═════ Document section
GREENFIELD — Motorists can expect to see plenty of construction this spring and summer on some of Hancock County’s busiest roads and highways.

The Indiana Department of Transportation is preparing to break ground on several projects on state highways, including Interstate 70, U.S. 40 and U.S. 52.

The first project will kick off this month at U.S. 40 and CR 500W.

Harry Maginity, INDOT spokesman, said new sewer lines at the intersection will be placed soon. After that, the area will be rebuilt with added turn lanes on both eastbound and westbound U.S. 40. A new traffic signal will be installed as well; the project is scheduled to be completed by Oct. 31.

Extensive work will be done again this year on Interstate 70 in Hancock County. I-70 will see construction both east and west of the Greenfield exit at Ind. 9 this year, though the projects may not happen simultaneously.

The first will begin in early April on I-70 east of Ind. 9. Nearly $1.3 million of Major Moves funds will pay for the project to repair and resurface just over four miles of the interstate, starting about a mile east of Greenfield and heading east.

Work will be done mostly on weekends and will start with patching both eastbound and westbound lanes; milling and repaving all four lanes of the asphalt surface will follow. Motorists can expect some lane closures on weekends. Work should be completed by mid-July.
══════════
◆ **What you need to do**
1 > Print the road construction article between "GREENFIELD — Motorists" and "by Oct. 31.", inclusive.
2 > According to the road construction article, by what date is the project at U.S. 40 and CR 500W scheduled to be completed?
═════ Data below
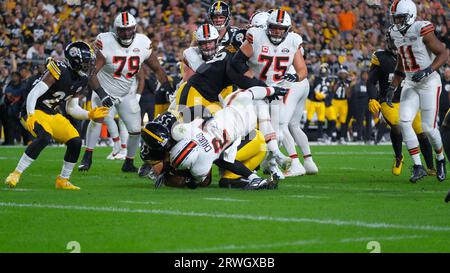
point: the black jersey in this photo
(211, 77)
(381, 72)
(67, 84)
══════════
◆ **Numbered answers**
1 >
GREENFIELD — Motorists can expect to see plenty of construction this spring and summer on some of Hancock County’s busiest roads and highways.

The Indiana Department of Transportation is preparing to break ground on several projects on state highways, including Interstate 70, U.S. 40 and U.S. 52.

The first project will kick off this month at U.S. 40 and CR 500W.

Harry Maginity, INDOT spokesman, said new sewer lines at the intersection will be placed soon. After that, the area will be rebuilt with added turn lanes on both eastbound and westbound U.S. 40. A new traffic signal will be installed as well; the project is scheduled to be completed by Oct. 31.

2 > By Oct. 31.